COSA FARE:
**1)** Nel testo fornito, le frasi che cominciano con "Ci vuole" nominano diverse cose. Elencale tutte.
**2)** Trascrivi senza modifiche il passo del testo fornito da "Un progetto denominato" a "Genio Italico emerge.".

TESTO FORNITO:
# # # #
Ci vuole calore umano, gentilezza, riservatezza (e molto altro ancora) per entrare nelle grazie di un bambino. Ci vuole intelligenza per dire, tacere, gridare o sussurrare. Ci vuole enfasi e ci vuole leggerezza. Ci vuole una cognizione degli spazi e delle reazioni. Siamo all’anno zero probabilmente, ma a me non interessa. A me piace pensare che quello che un nerd come me può sentire è il battito di quei piccoli cuoricini che reagiscono, che escono dalla bolla di vetro in cui si chiudono, che sentono la loro malattia sciogliersi, che vivono la loro vita grazie ad un compagno di giochi. Ad un compagno che ha una batteria da qualche parte, che pulsa tanto quanto loro.

Come si può dotare un robot della Scintilla? Come dovremmo immaginare la nostra disciplina in futuro? Probabilmente facendo uso sempre più intensivo dell’Intelligenza Artificiale e della tecnologia dei materiali a base organica. Probabilmente dotando l’hardware di componenti sempre più sensibili e ricettivi ed il software di routine di elaborazioni sempre più dettagliate e puntuali.

Ma non solo.

Quello che abbiamo visto, durante il webinar, non è stato semplicemente e solo tecnologia sublimata dalle teste pensanti e dai budget di investimento a sei zeri. C’è stato anche quel “quid” che noi italiani dovremmo brevettare ed esportare nell’universo intero.

C’è stata la genialità del fare cose straordinarie con mezzi ordinari.

Un progetto denominato ufficialmente LHF Connect (da Low Hanging Fruits: “frutti” facilmente raggiungibili), si è posto l’obiettivo di realizzare in brevissimo tempo un apparato robotizzato che mettesse in contatto le persone affette da Covid, isolate in ospedale, con le persone care. L’idea sarebbe semplice, se non fosse che le restrizioni dei protocolli sanitari impongono l’assenza di personale ospedaliero, nessuna interazione fisica con il dispositivo e mille altri vincoli… ed allora il Genio Italico emerge.
# # # #
DATI FORNITI:
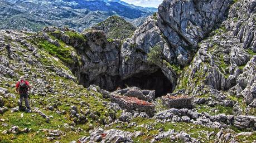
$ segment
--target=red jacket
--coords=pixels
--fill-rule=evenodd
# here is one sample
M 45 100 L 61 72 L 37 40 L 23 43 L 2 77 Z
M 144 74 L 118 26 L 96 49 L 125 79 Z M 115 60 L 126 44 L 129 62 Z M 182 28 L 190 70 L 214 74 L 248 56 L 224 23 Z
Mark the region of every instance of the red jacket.
M 18 90 L 18 88 L 20 87 L 20 83 L 21 83 L 21 82 L 23 82 L 23 80 L 21 80 L 21 81 L 18 81 L 18 82 L 17 82 L 16 83 L 16 90 Z M 30 87 L 30 83 L 28 82 L 28 81 L 25 81 L 25 84 L 27 86 L 28 88 L 28 87 Z M 21 91 L 19 91 L 19 93 L 21 93 Z

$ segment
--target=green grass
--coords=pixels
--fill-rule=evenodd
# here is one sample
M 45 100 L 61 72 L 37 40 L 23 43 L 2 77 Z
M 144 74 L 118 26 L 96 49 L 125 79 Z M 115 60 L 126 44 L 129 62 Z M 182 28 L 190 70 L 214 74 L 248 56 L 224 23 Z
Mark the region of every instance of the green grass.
# # # #
SOLUZIONI:
**1)**
- calore umano
- gentilezza
- riservatezza
- intelligenza
- enfasi
- leggerezza
- una cognizione degli spazi e delle reazioni

**2)**
Un progetto denominato ufficialmente LHF Connect (da Low Hanging Fruits: “frutti” facilmente raggiungibili), si è posto l’obiettivo di realizzare in brevissimo tempo un apparato robotizzato che mettesse in contatto le persone affette da Covid, isolate in ospedale, con le persone care. L’idea sarebbe semplice, se non fosse che le restrizioni dei protocolli sanitari impongono l’assenza di personale ospedaliero, nessuna interazione fisica con il dispositivo e mille altri vincoli… ed allora il Genio Italico emerge.